Request A: Collect every line of the records that contains the word "headphone".

┄┄┄┄┄┄

By the time you have 3-6 different PC’s, you have more world material than you will ever need, and all of it precisely relevant to the characters in your games, which means that it will not just gather dust in your notebook or be met with apathy at the table. When you say, in that first session, there is an arcane library on fire because of dwarven vampires wielding chainsaws, Matt and Cecilia will both be very interested in how and why that happened, because you’ve taken elements of their characters, and woven them into the world. You took their contribution, and responded.

…And Knowing Is Half The Battle!
As you dig down to the intricate details of the characters, their precise stats and their abilities, it becomes clearer what elements of the world they cause to exist. A high AC, for instance, implies not only the tools to achieve it (the armor, the agility, the training), but also the existence of things that create those tools. If your knight is clad in brilliant armor, somewhere, there’s a crafter who considers that their masterpiece, and somewhere, there’s a villain who doesn’t rely on weapons to kill the PC’s. This villain might be the same villain implied by their class or race, or might be a DIFFERENT villain. If Matt’s dwarf cleric also has a high AC, maybe the vampires love using poison gas. Or maybe some other wicked group uses poison gas.

┄┄┄┄┄┄

Request B: Rewrite the section of the passage on building a world from player characters that begins with "As you dig down" and ends with "uses poison gas.", replacing "poison gas" with "acid fog" each time it appears.

┄┄┄┄┄┄

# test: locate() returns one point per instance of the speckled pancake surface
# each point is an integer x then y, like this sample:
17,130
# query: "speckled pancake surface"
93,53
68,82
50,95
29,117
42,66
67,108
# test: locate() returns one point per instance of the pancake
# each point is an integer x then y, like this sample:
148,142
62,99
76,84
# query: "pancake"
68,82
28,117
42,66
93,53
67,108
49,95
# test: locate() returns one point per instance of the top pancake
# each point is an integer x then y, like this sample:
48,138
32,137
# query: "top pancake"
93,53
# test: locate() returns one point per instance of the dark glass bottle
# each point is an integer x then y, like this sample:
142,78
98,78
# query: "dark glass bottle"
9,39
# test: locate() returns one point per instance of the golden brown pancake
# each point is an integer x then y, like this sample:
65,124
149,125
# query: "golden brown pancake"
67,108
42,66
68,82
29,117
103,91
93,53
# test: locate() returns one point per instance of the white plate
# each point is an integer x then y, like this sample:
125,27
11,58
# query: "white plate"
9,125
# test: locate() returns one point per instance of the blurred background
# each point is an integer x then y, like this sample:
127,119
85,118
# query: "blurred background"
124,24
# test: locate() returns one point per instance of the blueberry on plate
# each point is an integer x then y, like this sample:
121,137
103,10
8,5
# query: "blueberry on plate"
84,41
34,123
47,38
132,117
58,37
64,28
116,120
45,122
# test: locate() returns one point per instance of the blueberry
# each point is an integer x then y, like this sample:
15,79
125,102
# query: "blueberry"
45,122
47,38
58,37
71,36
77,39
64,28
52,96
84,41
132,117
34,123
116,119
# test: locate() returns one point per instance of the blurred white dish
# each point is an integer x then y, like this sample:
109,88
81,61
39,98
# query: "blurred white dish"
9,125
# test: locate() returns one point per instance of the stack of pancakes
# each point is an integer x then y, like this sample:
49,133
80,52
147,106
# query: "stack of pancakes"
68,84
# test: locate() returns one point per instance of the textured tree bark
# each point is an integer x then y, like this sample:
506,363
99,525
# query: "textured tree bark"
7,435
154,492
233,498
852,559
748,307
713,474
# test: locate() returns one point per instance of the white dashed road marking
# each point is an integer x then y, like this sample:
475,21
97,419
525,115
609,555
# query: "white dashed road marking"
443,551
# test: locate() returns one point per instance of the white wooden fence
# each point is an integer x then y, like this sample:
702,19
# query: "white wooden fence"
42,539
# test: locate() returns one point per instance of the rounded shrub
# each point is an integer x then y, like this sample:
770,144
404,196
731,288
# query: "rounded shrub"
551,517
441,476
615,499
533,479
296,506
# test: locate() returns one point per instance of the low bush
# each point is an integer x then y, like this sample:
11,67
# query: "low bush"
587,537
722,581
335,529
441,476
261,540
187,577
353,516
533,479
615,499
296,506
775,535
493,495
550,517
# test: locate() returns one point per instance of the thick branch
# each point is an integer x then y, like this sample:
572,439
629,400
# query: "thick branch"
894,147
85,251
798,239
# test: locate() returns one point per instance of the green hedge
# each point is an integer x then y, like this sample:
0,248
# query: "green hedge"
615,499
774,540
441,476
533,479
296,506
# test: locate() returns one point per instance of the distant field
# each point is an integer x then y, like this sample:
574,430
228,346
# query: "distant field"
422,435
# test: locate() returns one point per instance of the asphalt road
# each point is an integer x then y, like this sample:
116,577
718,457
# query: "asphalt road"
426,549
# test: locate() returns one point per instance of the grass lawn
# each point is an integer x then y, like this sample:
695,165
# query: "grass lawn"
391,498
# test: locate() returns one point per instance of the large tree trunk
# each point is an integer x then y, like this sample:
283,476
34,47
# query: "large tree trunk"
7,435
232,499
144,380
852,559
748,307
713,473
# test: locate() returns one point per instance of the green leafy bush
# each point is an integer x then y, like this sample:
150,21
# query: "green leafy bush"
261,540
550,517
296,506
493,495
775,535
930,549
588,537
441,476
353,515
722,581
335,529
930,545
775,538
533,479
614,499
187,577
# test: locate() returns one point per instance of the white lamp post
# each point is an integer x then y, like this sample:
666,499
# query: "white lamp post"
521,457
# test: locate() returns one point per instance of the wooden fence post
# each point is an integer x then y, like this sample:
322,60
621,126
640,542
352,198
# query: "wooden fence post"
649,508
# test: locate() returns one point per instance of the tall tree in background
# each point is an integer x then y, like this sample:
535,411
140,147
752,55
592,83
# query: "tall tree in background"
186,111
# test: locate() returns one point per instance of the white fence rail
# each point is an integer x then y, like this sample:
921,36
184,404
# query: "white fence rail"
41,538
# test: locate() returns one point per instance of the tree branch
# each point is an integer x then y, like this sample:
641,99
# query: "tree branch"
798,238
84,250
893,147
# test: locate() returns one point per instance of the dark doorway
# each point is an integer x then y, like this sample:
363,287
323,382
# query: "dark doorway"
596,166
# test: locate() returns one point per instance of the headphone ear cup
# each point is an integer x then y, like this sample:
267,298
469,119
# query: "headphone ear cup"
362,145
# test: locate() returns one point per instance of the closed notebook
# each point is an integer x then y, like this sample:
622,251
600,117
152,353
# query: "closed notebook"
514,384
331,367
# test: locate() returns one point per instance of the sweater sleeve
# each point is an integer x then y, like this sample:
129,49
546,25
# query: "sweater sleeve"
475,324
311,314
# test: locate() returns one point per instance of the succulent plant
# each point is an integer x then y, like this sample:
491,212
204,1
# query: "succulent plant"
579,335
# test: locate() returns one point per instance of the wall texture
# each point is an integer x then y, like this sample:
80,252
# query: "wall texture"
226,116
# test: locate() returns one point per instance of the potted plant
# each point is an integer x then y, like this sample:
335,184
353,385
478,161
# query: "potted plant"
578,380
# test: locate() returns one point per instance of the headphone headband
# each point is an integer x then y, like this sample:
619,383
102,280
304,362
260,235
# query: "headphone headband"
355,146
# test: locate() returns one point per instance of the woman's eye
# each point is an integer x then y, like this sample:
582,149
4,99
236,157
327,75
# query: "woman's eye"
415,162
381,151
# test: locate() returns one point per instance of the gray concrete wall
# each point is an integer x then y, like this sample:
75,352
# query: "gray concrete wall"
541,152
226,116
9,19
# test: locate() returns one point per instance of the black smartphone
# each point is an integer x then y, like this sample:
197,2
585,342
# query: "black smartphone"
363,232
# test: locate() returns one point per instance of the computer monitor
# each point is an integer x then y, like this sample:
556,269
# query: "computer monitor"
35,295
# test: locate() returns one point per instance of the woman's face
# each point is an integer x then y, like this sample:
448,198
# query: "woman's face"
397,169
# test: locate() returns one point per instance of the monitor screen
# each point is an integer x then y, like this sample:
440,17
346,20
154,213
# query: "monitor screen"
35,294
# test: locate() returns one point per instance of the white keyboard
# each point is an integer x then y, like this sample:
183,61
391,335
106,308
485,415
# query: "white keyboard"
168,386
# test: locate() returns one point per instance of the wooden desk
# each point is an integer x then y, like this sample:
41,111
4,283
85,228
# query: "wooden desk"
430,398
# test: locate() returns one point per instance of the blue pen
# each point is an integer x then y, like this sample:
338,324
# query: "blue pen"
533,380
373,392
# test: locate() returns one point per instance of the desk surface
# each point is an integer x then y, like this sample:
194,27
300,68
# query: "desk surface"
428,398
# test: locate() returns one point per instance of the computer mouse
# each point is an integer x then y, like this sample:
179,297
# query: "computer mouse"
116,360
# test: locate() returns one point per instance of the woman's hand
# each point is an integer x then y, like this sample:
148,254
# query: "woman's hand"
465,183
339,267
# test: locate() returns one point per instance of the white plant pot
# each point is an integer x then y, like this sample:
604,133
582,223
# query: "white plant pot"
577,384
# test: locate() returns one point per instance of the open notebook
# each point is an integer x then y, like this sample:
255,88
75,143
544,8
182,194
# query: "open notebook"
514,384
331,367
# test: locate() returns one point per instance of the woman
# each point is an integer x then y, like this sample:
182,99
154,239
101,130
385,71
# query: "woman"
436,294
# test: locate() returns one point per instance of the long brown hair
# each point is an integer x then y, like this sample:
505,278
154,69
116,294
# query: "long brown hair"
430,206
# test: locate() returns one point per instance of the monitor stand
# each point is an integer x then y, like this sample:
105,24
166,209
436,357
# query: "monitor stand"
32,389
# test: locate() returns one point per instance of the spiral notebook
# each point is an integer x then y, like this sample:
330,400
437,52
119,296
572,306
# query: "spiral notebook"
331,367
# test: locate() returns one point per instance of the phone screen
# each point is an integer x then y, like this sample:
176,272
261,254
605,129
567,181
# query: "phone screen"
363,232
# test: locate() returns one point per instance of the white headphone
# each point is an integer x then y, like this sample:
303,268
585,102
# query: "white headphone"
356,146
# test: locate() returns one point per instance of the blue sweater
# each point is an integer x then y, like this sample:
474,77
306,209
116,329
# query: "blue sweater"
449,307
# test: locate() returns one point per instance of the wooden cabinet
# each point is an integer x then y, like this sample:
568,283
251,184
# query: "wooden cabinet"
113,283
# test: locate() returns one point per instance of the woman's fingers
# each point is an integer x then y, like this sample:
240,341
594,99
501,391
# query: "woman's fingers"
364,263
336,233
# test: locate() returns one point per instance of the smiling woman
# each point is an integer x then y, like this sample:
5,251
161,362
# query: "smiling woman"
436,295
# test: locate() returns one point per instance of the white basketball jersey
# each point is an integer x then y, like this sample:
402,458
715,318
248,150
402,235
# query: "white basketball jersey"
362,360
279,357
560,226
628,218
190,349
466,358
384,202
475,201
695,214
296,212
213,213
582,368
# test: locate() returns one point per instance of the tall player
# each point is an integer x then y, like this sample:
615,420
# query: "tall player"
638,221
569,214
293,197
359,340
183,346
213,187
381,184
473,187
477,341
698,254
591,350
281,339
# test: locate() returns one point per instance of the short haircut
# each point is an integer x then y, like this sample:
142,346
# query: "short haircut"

┄┄┄┄┄┄

Final answer A:
# test: locate() returns one point per instance of the headphone ear cup
# query: "headphone ear cup"
# test: locate() returns one point per instance of the headphone headband
# query: "headphone headband"
# test: locate() returns one point per instance of the white headphone
# query: "white headphone"

Final answer B:
As you dig down to the intricate details of the characters, their precise stats and their abilities, it becomes clearer what elements of the world they cause to exist. A high AC, for instance, implies not only the tools to achieve it (the armor, the agility, the training), but also the existence of things that create those tools. If your knight is clad in brilliant armor, somewhere, there’s a crafter who considers that their masterpiece, and somewhere, there’s a villain who doesn’t rely on weapons to kill the PC’s. This villain might be the same villain implied by their class or race, or might be a DIFFERENT villain. If Matt’s dwarf cleric also has a high AC, maybe the vampires love using acid fog. Or maybe some other wicked group uses acid fog.